[Phrase grounding data]
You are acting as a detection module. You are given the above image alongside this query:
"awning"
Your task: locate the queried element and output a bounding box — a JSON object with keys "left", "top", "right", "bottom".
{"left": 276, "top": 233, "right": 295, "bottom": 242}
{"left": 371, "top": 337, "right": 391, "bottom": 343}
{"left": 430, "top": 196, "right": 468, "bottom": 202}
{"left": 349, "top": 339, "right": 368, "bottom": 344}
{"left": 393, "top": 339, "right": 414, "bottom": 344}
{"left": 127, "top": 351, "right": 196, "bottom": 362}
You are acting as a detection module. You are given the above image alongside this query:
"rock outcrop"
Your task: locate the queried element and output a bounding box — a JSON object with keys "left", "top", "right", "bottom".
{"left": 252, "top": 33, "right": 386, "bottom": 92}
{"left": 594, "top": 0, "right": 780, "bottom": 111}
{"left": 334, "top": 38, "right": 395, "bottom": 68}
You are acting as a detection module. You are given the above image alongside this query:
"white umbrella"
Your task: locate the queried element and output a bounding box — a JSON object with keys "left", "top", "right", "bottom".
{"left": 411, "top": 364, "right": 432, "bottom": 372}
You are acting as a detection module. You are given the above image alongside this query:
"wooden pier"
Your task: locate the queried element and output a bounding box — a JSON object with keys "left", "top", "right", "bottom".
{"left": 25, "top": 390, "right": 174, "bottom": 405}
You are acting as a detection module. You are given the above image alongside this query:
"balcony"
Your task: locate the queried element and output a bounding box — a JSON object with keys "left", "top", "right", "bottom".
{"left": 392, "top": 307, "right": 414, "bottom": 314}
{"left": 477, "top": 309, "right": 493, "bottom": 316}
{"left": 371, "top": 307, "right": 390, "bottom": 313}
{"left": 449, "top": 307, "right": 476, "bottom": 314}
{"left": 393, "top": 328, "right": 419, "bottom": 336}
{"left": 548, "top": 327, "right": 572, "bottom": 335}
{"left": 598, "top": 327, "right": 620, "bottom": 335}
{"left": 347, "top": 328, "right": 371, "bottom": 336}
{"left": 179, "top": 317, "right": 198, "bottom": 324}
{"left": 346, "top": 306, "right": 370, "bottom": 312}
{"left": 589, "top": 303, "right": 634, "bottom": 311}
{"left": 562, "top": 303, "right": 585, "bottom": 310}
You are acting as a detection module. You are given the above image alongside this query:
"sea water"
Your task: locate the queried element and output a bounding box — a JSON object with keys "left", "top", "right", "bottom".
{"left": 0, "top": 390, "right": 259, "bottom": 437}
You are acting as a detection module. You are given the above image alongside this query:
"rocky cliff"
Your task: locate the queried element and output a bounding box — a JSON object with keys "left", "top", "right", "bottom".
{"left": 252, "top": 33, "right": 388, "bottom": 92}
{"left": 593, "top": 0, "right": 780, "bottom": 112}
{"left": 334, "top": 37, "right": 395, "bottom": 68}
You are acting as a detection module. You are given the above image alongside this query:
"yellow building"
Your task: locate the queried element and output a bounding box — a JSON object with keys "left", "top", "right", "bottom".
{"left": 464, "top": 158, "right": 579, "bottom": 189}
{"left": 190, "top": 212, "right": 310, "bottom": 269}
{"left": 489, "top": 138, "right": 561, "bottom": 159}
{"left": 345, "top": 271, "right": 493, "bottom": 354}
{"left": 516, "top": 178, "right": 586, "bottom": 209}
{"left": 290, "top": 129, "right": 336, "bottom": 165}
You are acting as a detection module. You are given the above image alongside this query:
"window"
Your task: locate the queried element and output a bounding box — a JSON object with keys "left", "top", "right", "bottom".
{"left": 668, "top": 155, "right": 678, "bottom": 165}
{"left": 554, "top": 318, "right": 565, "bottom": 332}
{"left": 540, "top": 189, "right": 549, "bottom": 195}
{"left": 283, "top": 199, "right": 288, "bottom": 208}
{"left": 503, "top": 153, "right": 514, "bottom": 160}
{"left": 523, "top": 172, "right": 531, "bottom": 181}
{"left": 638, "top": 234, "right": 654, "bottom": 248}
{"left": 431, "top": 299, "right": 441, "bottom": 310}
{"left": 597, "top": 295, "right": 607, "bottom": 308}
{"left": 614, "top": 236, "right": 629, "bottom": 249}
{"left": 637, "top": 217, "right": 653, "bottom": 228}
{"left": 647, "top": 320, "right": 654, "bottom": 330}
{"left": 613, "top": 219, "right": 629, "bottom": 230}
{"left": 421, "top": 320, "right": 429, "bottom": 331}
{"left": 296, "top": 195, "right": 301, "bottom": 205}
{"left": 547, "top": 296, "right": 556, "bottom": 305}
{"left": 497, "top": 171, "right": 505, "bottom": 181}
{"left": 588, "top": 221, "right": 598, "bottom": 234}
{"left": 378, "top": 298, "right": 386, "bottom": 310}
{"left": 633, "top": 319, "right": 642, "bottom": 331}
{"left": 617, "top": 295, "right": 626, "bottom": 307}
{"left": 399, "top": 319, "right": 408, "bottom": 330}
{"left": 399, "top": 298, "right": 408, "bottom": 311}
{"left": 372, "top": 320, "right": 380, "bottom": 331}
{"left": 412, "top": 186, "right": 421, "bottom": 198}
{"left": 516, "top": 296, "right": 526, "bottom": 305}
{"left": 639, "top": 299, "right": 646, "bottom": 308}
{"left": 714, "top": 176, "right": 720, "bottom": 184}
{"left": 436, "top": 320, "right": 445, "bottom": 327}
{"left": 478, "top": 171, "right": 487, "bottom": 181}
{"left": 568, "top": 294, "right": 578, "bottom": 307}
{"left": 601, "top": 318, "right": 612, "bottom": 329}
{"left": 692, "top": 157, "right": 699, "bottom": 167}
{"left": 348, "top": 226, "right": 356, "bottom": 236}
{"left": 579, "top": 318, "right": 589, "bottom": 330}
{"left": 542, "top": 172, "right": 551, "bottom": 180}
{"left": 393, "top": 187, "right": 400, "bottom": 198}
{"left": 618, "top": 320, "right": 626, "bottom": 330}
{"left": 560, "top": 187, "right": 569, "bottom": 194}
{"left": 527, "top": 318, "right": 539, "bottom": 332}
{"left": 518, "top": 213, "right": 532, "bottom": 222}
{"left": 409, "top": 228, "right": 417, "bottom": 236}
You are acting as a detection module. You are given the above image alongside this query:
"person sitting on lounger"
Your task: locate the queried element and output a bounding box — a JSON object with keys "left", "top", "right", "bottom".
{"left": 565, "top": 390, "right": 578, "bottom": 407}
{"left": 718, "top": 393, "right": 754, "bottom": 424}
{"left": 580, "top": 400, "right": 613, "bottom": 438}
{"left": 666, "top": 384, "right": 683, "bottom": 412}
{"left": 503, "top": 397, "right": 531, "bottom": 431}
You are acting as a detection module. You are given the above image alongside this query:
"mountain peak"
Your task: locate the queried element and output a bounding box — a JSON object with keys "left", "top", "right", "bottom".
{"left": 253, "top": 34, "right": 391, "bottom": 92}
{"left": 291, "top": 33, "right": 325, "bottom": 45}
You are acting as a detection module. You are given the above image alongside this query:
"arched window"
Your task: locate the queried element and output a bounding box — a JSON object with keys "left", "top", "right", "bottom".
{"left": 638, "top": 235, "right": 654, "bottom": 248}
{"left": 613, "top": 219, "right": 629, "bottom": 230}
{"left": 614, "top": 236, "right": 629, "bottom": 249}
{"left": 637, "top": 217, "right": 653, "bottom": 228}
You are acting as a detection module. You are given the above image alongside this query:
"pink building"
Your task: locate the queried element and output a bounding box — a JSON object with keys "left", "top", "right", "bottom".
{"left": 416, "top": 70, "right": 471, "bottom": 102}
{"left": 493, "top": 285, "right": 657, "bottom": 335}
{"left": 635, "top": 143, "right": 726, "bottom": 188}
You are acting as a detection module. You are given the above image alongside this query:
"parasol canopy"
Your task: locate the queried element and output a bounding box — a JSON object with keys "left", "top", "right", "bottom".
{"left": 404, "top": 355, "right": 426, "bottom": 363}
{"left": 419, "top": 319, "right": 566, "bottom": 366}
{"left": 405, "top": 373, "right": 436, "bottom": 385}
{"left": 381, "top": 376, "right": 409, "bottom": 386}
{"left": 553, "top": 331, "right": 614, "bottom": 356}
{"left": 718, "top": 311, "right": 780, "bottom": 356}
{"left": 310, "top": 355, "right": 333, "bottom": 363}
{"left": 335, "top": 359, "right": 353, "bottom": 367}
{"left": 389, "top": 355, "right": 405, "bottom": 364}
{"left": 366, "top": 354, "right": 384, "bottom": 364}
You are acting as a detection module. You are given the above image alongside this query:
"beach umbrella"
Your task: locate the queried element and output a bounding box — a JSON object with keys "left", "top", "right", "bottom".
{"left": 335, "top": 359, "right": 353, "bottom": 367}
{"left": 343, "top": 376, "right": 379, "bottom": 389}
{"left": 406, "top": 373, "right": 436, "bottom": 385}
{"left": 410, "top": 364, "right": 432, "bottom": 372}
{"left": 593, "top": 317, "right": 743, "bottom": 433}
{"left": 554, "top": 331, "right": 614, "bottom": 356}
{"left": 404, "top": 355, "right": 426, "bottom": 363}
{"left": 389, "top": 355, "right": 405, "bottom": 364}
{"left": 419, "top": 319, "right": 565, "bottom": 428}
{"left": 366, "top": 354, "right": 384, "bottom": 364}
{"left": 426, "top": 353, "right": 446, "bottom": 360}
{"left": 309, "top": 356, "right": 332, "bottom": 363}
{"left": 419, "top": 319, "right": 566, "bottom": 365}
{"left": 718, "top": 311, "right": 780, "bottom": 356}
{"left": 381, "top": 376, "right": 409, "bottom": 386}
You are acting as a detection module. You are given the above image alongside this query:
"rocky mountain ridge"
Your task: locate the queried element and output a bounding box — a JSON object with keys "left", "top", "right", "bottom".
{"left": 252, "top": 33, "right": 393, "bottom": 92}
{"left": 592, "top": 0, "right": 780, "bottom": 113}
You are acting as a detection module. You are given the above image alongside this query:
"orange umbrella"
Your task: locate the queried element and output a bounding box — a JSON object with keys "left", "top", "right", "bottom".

== Task brief ==
Check each line above for the string "mountain", then copy the ones that have it.

== Response box ==
"mountain peak"
"rocky mountain ridge"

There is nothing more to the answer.